Raw records:
────────

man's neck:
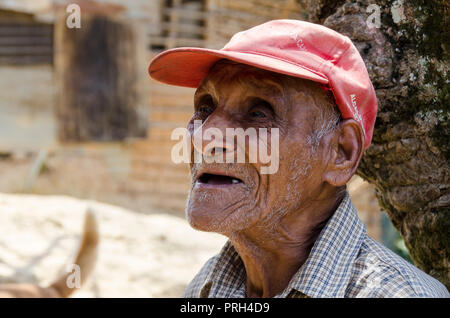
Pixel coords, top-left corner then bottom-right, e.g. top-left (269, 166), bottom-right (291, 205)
top-left (229, 191), bottom-right (341, 297)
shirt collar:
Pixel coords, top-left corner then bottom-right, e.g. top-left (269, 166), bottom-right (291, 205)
top-left (200, 192), bottom-right (366, 297)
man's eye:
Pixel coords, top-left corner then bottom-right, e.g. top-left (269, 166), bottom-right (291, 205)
top-left (198, 105), bottom-right (213, 115)
top-left (250, 110), bottom-right (267, 118)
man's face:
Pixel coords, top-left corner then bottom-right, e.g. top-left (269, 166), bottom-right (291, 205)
top-left (186, 62), bottom-right (330, 235)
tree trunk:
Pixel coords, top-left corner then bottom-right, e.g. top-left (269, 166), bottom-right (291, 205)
top-left (299, 0), bottom-right (450, 288)
top-left (55, 12), bottom-right (146, 141)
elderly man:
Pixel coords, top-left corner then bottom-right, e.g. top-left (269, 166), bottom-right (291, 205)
top-left (149, 20), bottom-right (448, 297)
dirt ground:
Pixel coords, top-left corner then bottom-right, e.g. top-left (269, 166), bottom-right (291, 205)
top-left (0, 194), bottom-right (226, 297)
top-left (0, 177), bottom-right (380, 297)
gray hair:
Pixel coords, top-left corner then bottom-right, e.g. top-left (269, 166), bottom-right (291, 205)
top-left (306, 91), bottom-right (342, 151)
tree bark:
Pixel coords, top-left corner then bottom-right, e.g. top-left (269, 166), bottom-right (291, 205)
top-left (299, 0), bottom-right (450, 288)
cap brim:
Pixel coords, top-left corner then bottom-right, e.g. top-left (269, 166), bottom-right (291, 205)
top-left (148, 48), bottom-right (328, 88)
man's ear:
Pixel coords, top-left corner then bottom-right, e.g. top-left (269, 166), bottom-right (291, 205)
top-left (324, 119), bottom-right (364, 187)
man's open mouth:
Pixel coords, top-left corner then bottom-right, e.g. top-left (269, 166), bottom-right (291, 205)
top-left (197, 173), bottom-right (244, 186)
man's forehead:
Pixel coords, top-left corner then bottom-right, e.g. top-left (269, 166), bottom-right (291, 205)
top-left (196, 60), bottom-right (318, 96)
top-left (198, 61), bottom-right (286, 95)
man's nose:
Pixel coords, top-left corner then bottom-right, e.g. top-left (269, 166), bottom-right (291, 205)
top-left (192, 114), bottom-right (235, 160)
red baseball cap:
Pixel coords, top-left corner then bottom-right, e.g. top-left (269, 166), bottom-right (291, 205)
top-left (148, 20), bottom-right (377, 149)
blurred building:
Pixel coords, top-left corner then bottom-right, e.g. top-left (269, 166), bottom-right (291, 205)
top-left (0, 0), bottom-right (380, 238)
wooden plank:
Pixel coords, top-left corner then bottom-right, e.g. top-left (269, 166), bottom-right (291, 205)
top-left (149, 35), bottom-right (206, 48)
top-left (0, 54), bottom-right (53, 65)
top-left (0, 24), bottom-right (53, 37)
top-left (0, 36), bottom-right (53, 46)
top-left (163, 8), bottom-right (208, 20)
top-left (0, 46), bottom-right (53, 55)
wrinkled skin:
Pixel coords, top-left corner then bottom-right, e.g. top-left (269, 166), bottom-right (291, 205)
top-left (186, 61), bottom-right (363, 297)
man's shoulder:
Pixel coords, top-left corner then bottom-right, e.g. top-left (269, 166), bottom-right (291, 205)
top-left (183, 254), bottom-right (219, 298)
top-left (349, 235), bottom-right (449, 297)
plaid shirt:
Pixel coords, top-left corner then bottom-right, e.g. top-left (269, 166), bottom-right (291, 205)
top-left (184, 193), bottom-right (449, 298)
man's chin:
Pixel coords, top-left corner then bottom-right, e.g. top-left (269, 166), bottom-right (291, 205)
top-left (186, 203), bottom-right (253, 235)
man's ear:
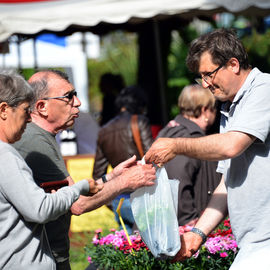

────────

**DIRECTIVE**
Present the records above as a numbered list with one line per entry, dropping any blank lines and leaving the pictures out.

**FULL OUTPUT**
1. man's neck:
2. Pixel coords, top-left corner then bottom-right, e.g. top-left (269, 166), bottom-right (291, 205)
3. top-left (229, 191), bottom-right (341, 297)
4. shirt collar:
5. Pixel coords, top-left corner then bottom-right, e.g. top-left (269, 166), bottom-right (291, 205)
6. top-left (200, 192), bottom-right (366, 297)
7. man's eye:
8. Pixel coords, top-left corner then bottom-right, e.g. top-left (269, 166), bottom-right (291, 205)
9. top-left (198, 105), bottom-right (213, 115)
10. top-left (250, 110), bottom-right (267, 118)
11. man's face:
12. Pixel coords, top-left corner then bottom-right, e.g. top-left (269, 166), bottom-right (291, 205)
13. top-left (186, 62), bottom-right (330, 235)
14. tree trunk:
15. Pixel coords, top-left corner then bottom-right, e.g. top-left (269, 166), bottom-right (291, 205)
16. top-left (299, 0), bottom-right (450, 288)
17. top-left (55, 12), bottom-right (146, 141)
18. elderly man:
19. Pixel coords, top-left corner then bottom-right, e.g. top-left (269, 166), bottom-right (291, 205)
20. top-left (149, 20), bottom-right (448, 297)
21. dirt ground:
22. Pixel coords, top-left corner then bottom-right, e.g. top-left (269, 166), bottom-right (291, 205)
23. top-left (0, 194), bottom-right (226, 297)
24. top-left (0, 177), bottom-right (380, 297)
25. gray hair:
26. Pixel coords, top-left corner then bottom-right, e.g. top-left (269, 166), bottom-right (291, 205)
27. top-left (306, 91), bottom-right (342, 151)
28. tree bark:
29. Pixel coords, top-left corner then bottom-right, e.g. top-left (269, 166), bottom-right (291, 205)
30. top-left (299, 0), bottom-right (450, 288)
31. cap brim:
32. Pixel coords, top-left corner then bottom-right, e.g. top-left (269, 166), bottom-right (291, 205)
33. top-left (148, 48), bottom-right (328, 88)
34. man's ear:
35. Pixel coords, top-left corner then bottom-right, e.g. top-left (269, 166), bottom-right (291, 205)
36. top-left (324, 119), bottom-right (364, 187)
37. man's open mouth:
38. Pixel coords, top-left corner then bottom-right, e.g. top-left (269, 166), bottom-right (291, 205)
39. top-left (197, 173), bottom-right (244, 186)
40. man's forehead:
41. Pixel coords, top-left corner then bottom-right, e.g. top-left (269, 166), bottom-right (291, 205)
42. top-left (196, 60), bottom-right (318, 96)
43. top-left (198, 61), bottom-right (286, 95)
44. man's nose:
45. Pixel coords, top-left corner then bottom-right, e.g. top-left (269, 166), bottom-right (291, 205)
46. top-left (192, 114), bottom-right (235, 160)
47. red baseball cap:
48. Pixel coords, top-left corner then bottom-right, e.g. top-left (269, 166), bottom-right (291, 205)
49. top-left (148, 20), bottom-right (377, 149)
50. blurred building:
51. Pixel coords, top-left corner then bottom-right, e.g. top-left (269, 166), bottom-right (291, 205)
52. top-left (0, 0), bottom-right (380, 238)
53. wooden plank:
54. Pixel coords, top-left corner then bottom-right, e.g. top-left (269, 166), bottom-right (291, 205)
55. top-left (149, 35), bottom-right (206, 48)
56. top-left (0, 54), bottom-right (53, 65)
57. top-left (0, 24), bottom-right (53, 37)
58. top-left (0, 36), bottom-right (53, 46)
59. top-left (163, 8), bottom-right (208, 20)
60. top-left (0, 46), bottom-right (53, 55)
61. wrinkled skin:
62. Pixel coords, top-left corner then bottom-right, e.g. top-left (269, 166), bottom-right (291, 205)
63. top-left (186, 61), bottom-right (363, 297)
64. man's shoulder:
65. Pixel coords, top-left corner then bottom-right, e.g. top-left (269, 166), bottom-right (291, 205)
66. top-left (183, 254), bottom-right (219, 298)
67. top-left (349, 235), bottom-right (449, 297)
68. plaid shirt:
69. Pixel coords, top-left corner then bottom-right, e.g. top-left (269, 166), bottom-right (291, 205)
70. top-left (184, 193), bottom-right (449, 298)
71. man's chin:
72. Pixel coords, top-left corner then bottom-right, e.g. top-left (269, 166), bottom-right (291, 205)
73. top-left (186, 203), bottom-right (253, 235)
74. man's ear:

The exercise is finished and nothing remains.